◆ Goal of the exercise
Return every record exactly. Omit nothing.

◆ Exercise data
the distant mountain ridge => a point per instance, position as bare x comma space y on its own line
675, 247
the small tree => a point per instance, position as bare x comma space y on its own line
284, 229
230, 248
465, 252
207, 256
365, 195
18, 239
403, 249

◆ Task solution
the distant mountain ridge => a point per instance, position as bare x comma space y on its own line
675, 247
the small tree => a point per instance, position as bare x comma space y on its own line
284, 229
230, 248
465, 252
207, 256
365, 195
18, 239
403, 249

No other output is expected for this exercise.